**Required tasks**
**a.** From the rankings of bloggers' book picks, copy the part between "Ideal Choice: The" and "a surprising source.", inclusive.
**b.** In the rankings of bloggers' book picks, which bloggers appear in the lists under each category? Give their surnames.
**c.** Pick up the rankings of bloggers' book picks after their final sentence and write what comes next.

**Page text**

§

8. “I’ve got some serious candlepower up here.”
- Caplan: Hard to say, since the most difficult works are all in his field
- Continetti: None
- Cowen: Quine, Word and Object
- Douthat: None
- Kling: Again, it’s hard to say, as the most difficult works are all in his field.
- Wilkinson: David Armstrong, Universals: An Opinionated Introduction
- Yglesias: Daniel Dennett, Consciousness Explained; Richard Rorty, Philosophy and the Mirror of Nature
Best Choice: Cowen. Though an economist by training, Cowen has still read some rather hefty philosophy. (Yet he somewhat undercuts his victory in this category by drawing a “meta-lesson” from Quine about how to arrive at a deeper understanding than the one you already have. This often means that the reader has not actually understood the book in question.) Yglesias’s choices are good, but he loses points for lack of inventiveness by picking the two recent works of analytic philosophy that non-philosophers might have actually read.
Worst Choice: This category isn’t really fair to Continetti and Douthat, since they’re competing against academic economists and amateur philosophers. Still, apart from Continetti’s implausible choice of Adam Smith, neither selected any book that would really strain the old bean.
Ideal Choice: The ideal choice would separate the real brains from the pretenders by revealing that the blogger understands and could independently derive, say, Godel’s incompleteness theorem. The ideal blogger would cite Roger Penrose’s The Emperor’s New Mind, while making clear that he doesn’t accept the conclusions.
9. “There’s no way the rest of you guys have read anything as obscure as this.”
- Caplan: None (works in his own field don’t count)
- Continetti: None
- Cowen: Susan Love Brown, The Incredible Bread Machine
- Douthat: None
- Kling: None
- Wilkinson: None
- Yglesias: Thomas Kuhn, The Copernican Revolution
Best Choice: Surprisingly, only Yglesias and Cowen compete in this category, which is ripe for displays of inventiveness. Yglesias cleverly picks a famous author’s less famous book. Cowen admits that he picked up libertarianism very early on, but from a surprising source.

§

**Records shown**
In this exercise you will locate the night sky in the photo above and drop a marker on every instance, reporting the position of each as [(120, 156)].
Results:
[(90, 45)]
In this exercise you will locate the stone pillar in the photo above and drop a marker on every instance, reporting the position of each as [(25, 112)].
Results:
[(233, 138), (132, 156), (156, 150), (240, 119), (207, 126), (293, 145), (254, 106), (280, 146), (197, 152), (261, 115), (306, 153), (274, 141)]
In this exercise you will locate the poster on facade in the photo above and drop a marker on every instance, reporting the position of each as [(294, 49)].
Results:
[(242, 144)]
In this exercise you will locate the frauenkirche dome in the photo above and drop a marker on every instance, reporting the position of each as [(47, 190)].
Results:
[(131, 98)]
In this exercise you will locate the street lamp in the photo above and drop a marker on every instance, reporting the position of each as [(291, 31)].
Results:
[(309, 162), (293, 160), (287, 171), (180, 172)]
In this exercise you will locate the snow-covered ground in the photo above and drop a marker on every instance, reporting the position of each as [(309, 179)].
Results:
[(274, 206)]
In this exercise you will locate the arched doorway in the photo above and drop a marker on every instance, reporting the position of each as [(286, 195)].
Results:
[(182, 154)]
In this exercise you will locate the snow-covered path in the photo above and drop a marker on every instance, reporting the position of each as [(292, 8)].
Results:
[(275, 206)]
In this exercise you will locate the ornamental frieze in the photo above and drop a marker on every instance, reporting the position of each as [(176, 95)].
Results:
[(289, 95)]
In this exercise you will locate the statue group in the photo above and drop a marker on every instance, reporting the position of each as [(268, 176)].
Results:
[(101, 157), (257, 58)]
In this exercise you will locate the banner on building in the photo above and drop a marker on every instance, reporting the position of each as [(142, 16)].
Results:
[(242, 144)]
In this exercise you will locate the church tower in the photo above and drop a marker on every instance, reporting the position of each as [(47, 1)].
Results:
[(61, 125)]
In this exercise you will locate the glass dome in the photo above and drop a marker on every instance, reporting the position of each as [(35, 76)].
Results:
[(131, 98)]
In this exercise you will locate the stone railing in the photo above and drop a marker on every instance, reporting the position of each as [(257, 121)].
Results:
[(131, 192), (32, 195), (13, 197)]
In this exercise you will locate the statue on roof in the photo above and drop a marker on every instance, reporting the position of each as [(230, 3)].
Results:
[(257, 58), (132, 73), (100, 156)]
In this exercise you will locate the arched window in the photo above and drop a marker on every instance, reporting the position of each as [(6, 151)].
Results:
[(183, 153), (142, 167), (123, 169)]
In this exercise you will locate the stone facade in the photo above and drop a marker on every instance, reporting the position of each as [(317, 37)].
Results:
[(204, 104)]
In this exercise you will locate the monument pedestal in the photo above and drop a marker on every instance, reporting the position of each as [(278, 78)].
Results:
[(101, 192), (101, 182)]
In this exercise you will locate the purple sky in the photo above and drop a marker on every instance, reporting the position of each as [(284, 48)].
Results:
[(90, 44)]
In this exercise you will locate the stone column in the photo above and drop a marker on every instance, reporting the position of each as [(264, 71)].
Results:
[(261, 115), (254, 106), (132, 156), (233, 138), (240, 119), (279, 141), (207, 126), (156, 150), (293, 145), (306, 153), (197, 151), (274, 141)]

§

**Outputs in order**
**a.**
Ideal Choice: The ideal choice would separate the real brains from the pretenders by revealing that the blogger understands and could independently derive, say, Godel’s incompleteness theorem. The ideal blogger would cite Roger Penrose’s The Emperor’s New Mind, while making clear that he doesn’t accept the conclusions.
9. “There’s no way the rest of you guys have read anything as obscure as this.”
- Caplan: None (works in his own field don’t count)
- Continetti: None
- Cowen: Susan Love Brown, The Incredible Bread Machine
- Douthat: None
- Kling: None
- Wilkinson: None
- Yglesias: Thomas Kuhn, The Copernican Revolution
Best Choice: Surprisingly, only Yglesias and Cowen compete in this category, which is ripe for displays of inventiveness. Yglesias cleverly picks a famous author’s less famous book. Cowen admits that he picked up libertarianism very early on, but from a surprising source.

**b.** Caplan, Continetti, Cowen, Douthat, Kling, Wilkinson, Yglesias

**c.**
Worst Choice: No bad choices here. Continetti, Kling and Wilkinson picked science fiction books, but only the most popular within their genre.
Ideal Choice: So many possibilities! I’m going to go with an actual personal choice, namely, Chateaubriand’s Genius of Christianity, a monumental apology for Western civilization that is hard to find in English translation.
10. “I may be highly literate but I’m not a snob.”
- Caplan: Ayn Rand, Atlas Shrugged
- Continetti: Harlan Ellison, Deathbird Stories
- Cowen: None
- Douthat: Tolkien, Lord of the Rings
- Kling: Neal Stephenson, The Diamond Age
- Wilkinson: Frank Miller, The Dark Knight Returns
- Yglesias: None
Best Choice: I’m not competent to judge comic books, fantasy or science fiction, so I’ll have to call a tie between Continetti, Kling and Wilkinson. Douthat’s choice of Tolkien lacks inventiveness. Also, his defense of fantasy goes a bit overboard. Sure, fantasy “re-enchants” the world (read: it’s about gods and spirits and stuff) but that’s a far cry from saying that it captures “more reality” than the alternatives. At most, it captures a neglected piece of reality. In fact, while it does re-introduce supernatural spirits, fantasy also simplifies natural human spirits, so the results is actually a net loss of enchantment.
Douthat’s re-enchantment theory also fails to account for the appeal of its cousin genre, science fiction, which is fantastical but not supernatural. Finally, both genres appeal almost exclusively to geeky males who (as our blogging contestants themselves prove!) normally prefer non-fiction. This suggests that the appeal of fantasy is not in its supernatural elements but its elaborate system-building.
Worst Choice: No bad choices here. Ironically, Cowen, a leading anti-snob, is the least tempted by popular culture!
Ideal Choice: It may not be a perfect choice, but you couldn’t go wrong by citing P.G. Wodehouse. An admiration for Wodehouse is highly plausible and also shows erudition, since all voracious readers love him. Surprisingly, no took up the obvious challenge here, namely, to make a plausible defense of an author whom everyone else thinks unworthy of consideration. Douthat, however, gets extra credit for defending Stephen King as a “runner up” influential author.
Overall Winners: Tie between Yglesias and Cowen. (Cowen, however, should be handicapped since he started the “contest” and thus may have designed it so he would win.)
Just so there’s no misunderstanding, I should acknowledge that the Top Ten Influential Books Game was not set up as a competition nor was it taken as such (at least not explicitly). In “judging” the winners, I have my tongue in cheek. Still, this exercise confirms some general impressions, in particular that Cowen is a freakishly clever polymath and that, of those who have made blogging their trade, Yglesias has the most depth. The others are all very smart, worth reading, and brilliant in their areas of comfort, but not of the same general caliber.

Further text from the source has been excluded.